• Materials provided:
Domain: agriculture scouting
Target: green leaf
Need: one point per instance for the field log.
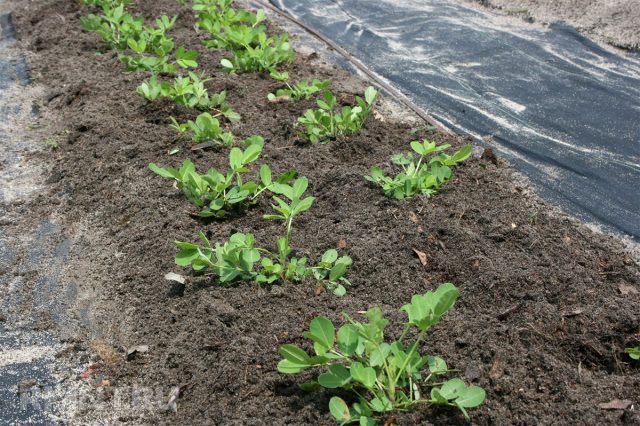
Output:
(418, 147)
(330, 256)
(265, 175)
(337, 376)
(235, 158)
(339, 409)
(337, 271)
(379, 355)
(299, 186)
(303, 205)
(381, 404)
(323, 331)
(362, 374)
(461, 155)
(470, 397)
(162, 172)
(251, 153)
(452, 388)
(295, 355)
(437, 365)
(339, 291)
(287, 367)
(348, 339)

• Required work: Omitting all images, print the listing exactly.

• Result below:
Domain: agriculture scouting
Target: green leaf
Need: one point per instance for the field log.
Output:
(418, 147)
(330, 256)
(265, 175)
(337, 376)
(235, 158)
(339, 409)
(337, 271)
(379, 355)
(299, 186)
(303, 205)
(381, 404)
(323, 331)
(362, 374)
(461, 155)
(470, 397)
(162, 172)
(251, 153)
(452, 388)
(295, 355)
(437, 365)
(339, 291)
(287, 367)
(348, 339)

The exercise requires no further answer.